_WHAT YOU SHOULD DO_
Count how many lines in the rows below contain the word "dining". Reply with only that number.
BEGIN
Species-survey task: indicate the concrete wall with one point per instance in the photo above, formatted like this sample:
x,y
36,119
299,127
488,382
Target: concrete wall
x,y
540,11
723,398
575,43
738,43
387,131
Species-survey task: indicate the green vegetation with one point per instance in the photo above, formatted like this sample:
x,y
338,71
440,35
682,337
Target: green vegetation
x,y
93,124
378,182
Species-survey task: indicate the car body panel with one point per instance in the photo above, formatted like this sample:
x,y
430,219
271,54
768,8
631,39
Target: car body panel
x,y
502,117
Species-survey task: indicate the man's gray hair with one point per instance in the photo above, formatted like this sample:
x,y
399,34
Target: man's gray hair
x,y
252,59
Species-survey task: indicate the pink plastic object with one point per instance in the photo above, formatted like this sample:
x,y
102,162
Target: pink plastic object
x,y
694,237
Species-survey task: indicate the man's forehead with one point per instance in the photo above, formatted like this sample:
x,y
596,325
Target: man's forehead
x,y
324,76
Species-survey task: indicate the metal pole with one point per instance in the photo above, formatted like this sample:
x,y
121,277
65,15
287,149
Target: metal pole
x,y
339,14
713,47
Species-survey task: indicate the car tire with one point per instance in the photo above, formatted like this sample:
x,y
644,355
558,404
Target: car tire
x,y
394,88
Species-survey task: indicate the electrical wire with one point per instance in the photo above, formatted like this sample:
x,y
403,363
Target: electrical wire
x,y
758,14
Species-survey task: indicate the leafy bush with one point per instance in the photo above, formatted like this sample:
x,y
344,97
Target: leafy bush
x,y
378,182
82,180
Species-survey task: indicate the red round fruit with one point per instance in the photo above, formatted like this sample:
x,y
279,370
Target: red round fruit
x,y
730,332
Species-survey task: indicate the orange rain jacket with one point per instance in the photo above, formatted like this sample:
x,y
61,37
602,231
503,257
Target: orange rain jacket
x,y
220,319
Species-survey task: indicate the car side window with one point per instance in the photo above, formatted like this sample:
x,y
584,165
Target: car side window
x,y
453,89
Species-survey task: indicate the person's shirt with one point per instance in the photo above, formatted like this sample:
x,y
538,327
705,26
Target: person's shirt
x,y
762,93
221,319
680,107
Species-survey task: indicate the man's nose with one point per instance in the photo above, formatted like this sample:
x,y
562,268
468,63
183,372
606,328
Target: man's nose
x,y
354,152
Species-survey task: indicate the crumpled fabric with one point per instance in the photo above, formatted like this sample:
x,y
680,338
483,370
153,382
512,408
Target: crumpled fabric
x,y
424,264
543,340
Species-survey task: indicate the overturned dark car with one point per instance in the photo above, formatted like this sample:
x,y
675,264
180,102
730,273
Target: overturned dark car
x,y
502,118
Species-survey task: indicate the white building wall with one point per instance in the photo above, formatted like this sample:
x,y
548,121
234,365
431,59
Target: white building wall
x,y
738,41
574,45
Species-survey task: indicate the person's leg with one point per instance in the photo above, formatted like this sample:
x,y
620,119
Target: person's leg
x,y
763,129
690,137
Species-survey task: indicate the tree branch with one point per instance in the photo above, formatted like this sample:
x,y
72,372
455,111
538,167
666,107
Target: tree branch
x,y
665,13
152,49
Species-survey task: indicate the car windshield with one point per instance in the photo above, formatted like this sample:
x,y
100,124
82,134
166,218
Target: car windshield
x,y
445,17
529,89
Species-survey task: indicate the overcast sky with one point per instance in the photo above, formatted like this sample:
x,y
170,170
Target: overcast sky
END
BEGIN
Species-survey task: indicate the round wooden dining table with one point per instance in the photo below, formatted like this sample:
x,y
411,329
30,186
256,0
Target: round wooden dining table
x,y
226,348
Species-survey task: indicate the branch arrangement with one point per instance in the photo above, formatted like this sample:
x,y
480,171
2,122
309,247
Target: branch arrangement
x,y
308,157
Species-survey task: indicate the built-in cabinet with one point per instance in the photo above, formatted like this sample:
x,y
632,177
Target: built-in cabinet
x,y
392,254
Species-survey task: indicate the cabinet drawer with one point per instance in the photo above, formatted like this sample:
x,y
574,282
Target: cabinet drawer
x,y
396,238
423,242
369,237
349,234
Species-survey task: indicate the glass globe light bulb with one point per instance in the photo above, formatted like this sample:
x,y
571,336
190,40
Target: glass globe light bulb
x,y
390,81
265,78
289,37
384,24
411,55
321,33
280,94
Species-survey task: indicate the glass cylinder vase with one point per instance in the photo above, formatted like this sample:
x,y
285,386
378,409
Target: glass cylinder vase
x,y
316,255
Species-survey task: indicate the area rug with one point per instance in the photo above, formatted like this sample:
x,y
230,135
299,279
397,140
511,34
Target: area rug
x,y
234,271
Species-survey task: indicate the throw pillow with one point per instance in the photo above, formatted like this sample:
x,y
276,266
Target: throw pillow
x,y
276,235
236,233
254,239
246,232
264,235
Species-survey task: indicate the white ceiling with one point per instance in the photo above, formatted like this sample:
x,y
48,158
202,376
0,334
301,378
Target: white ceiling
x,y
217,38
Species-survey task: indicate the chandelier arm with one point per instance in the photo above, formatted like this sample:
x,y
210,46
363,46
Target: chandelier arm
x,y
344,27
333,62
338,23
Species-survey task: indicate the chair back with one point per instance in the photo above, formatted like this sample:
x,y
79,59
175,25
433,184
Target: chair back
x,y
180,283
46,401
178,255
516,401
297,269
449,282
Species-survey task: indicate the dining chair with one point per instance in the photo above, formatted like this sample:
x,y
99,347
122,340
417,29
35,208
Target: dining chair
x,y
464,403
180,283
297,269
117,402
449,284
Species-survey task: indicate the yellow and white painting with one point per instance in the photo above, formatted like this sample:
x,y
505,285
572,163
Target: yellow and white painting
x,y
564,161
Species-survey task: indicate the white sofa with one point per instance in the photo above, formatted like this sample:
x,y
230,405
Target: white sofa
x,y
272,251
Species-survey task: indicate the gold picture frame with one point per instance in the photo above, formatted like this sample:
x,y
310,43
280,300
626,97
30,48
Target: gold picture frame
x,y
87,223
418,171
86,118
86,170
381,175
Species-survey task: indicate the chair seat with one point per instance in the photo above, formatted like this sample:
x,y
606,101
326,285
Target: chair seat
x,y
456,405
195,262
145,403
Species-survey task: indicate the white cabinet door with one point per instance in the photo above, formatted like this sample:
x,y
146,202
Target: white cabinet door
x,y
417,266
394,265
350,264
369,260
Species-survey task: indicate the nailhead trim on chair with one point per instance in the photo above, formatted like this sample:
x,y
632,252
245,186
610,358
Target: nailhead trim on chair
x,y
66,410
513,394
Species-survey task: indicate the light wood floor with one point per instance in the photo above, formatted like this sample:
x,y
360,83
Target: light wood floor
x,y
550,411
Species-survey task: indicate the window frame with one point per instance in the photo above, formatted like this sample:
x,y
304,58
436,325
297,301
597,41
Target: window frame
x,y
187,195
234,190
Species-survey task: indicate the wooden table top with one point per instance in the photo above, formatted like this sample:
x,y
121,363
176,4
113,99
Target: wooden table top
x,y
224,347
END
_ANSWER IN FULL_
4